[Point-per-instance localization data]
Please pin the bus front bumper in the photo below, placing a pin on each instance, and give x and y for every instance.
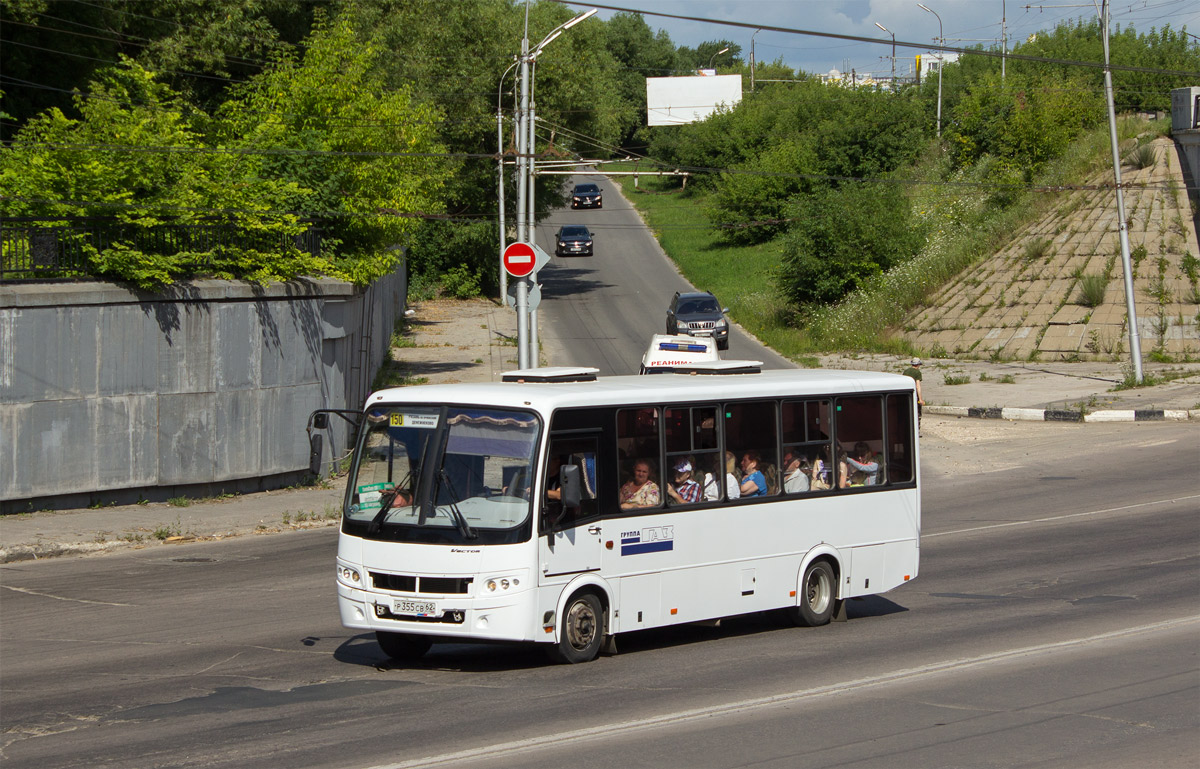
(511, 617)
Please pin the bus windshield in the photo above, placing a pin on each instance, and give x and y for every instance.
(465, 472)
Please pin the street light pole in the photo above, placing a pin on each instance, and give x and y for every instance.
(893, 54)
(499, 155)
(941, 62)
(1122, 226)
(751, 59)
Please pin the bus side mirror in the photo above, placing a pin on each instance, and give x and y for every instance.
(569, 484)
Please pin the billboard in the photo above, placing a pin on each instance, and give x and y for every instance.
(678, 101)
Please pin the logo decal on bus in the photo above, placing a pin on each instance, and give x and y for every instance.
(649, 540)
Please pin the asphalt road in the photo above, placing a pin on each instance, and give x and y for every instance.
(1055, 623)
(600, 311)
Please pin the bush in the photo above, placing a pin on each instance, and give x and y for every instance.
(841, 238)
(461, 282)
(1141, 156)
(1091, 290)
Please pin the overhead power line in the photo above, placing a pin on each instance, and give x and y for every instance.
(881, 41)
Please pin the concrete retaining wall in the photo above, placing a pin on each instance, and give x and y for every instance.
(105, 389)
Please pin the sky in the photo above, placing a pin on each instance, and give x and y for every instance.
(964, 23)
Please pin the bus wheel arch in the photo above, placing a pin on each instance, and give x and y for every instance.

Task brief
Once the pictures are set aside, write out the entries verbatim.

Problem solution
Please pin the bus front bumper in the photo below, placing a pin on each instance, and give x and y for every instance.
(511, 617)
Please pin the bus windshield in the photo above, placing a pin on each instance, and give x and y for every instance.
(465, 472)
Please pin the street light pole in the photo above, placing a pin on each instance, and give x and y for every instance.
(893, 54)
(499, 155)
(941, 62)
(1122, 226)
(751, 59)
Please pin the bus side mirror in the photo above, placing a pin on each instance, and give x and y for every instance.
(569, 484)
Please pin the billboard in the photo above, placing a pin on each instance, and give x and y for every instance.
(678, 101)
Please pin the logo decal on bus in the photo above, placing a pin on each instance, and give x and y for every instance.
(649, 540)
Please pin the asphalt road in the photo above, placing a pin on each instance, and give x and y for every instance.
(1055, 623)
(600, 311)
Please pin the bush in the photo above, placing a pin on each instance, and give x and y for every instance.
(841, 238)
(461, 282)
(1141, 156)
(1091, 290)
Please pin the overhead power line in the photo above, placing a pin on each instance, and give x and y for every instance.
(881, 41)
Please pin the concrete retaining wall in the photo above, placing a pin on each instance, and give x and y for every instance.
(105, 389)
Please pin the sky in the photo above, placing a pin on each instance, and give x and y for every instance.
(964, 23)
Please pin the bus wheel arch in the photo above, placing a pin on each instance, and give x and y for every instance.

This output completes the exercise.